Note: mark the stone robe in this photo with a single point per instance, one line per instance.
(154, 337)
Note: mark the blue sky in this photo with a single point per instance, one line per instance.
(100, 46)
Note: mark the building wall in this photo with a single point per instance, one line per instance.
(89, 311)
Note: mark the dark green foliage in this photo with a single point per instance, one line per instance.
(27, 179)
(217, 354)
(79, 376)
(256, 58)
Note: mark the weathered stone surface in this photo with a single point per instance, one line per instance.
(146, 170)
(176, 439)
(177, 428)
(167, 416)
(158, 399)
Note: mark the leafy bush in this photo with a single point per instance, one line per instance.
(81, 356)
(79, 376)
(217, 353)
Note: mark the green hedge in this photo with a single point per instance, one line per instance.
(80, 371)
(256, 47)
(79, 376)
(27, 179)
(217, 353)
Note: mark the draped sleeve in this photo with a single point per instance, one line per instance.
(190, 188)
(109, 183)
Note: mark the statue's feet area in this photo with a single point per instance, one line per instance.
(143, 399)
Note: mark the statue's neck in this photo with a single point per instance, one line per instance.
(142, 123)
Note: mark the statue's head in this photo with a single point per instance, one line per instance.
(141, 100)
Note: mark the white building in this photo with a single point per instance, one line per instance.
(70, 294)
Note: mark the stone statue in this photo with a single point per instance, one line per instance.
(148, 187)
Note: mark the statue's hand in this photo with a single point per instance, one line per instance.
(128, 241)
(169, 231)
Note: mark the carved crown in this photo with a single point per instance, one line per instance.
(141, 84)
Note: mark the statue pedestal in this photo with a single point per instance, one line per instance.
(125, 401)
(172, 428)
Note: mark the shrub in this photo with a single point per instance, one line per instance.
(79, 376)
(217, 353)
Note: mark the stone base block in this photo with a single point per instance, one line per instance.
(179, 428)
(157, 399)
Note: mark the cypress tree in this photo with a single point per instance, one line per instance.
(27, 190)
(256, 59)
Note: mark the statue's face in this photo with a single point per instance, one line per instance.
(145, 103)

What the task asks: Reproduce all of the records above word for word.

The result:
Note: mark the stone robe in this photo with a single point per instance, one line per instance.
(154, 337)
Note: mark the blue sky in this photo with a single point per instance, one line per instance.
(100, 46)
Note: mark the building wall in this photo with a single point per instance, one line per instance.
(89, 311)
Note: mark the dark green foliage in this photo with a single point per instance, one line per instance.
(27, 179)
(217, 354)
(79, 376)
(256, 58)
Note: mark the weathered stone surface in this photo with a single point per instance, one line per instance.
(146, 170)
(176, 439)
(177, 428)
(167, 416)
(158, 399)
Note: mark the leafy bush in this photo with a single point per instance, one line per instance.
(81, 356)
(79, 376)
(217, 353)
Note: mark the green hedge in this photo with a single point per instance, one line per instance.
(80, 371)
(256, 47)
(79, 376)
(27, 179)
(217, 353)
Note: mark the draped sleeve in this photo with a single point per instance, one line per instance.
(190, 188)
(109, 183)
Note: mark the statue's feet area in this photo with a single point per instance, one line per instance.
(143, 399)
Note: mark the statue's neck in this photo with a single point per instance, one line per instance.
(142, 123)
Note: mark the statue's head in this photo with a single point per instance, one line per instance.
(141, 100)
Note: mark the white building in this photo with a single point per instance, one line per instance.
(70, 294)
Note: mark the stone statue in this photo with a single point per instance, one line per instance.
(148, 187)
Note: mark the statue's hand in this photo with a single point per instance, one line per instance.
(128, 241)
(169, 231)
Note: mark the carved crown in this photo with a single point per instance, one line per instance.
(141, 84)
Note: mark the statue pedestal in this photo with a single point per instance, one line per instance.
(125, 401)
(172, 428)
Note: mark the shrub in this photo with a single point per instance, one line per instance.
(79, 376)
(217, 353)
Note: mark the stone base block in this photo with a single point per instance, one line per instance.
(179, 428)
(157, 399)
Note: mark the cypress tree in this photo with a single point per instance, one line per instance.
(27, 190)
(256, 59)
Note: mark the statue's face in this photo with a single point per instance, one line per instance.
(145, 103)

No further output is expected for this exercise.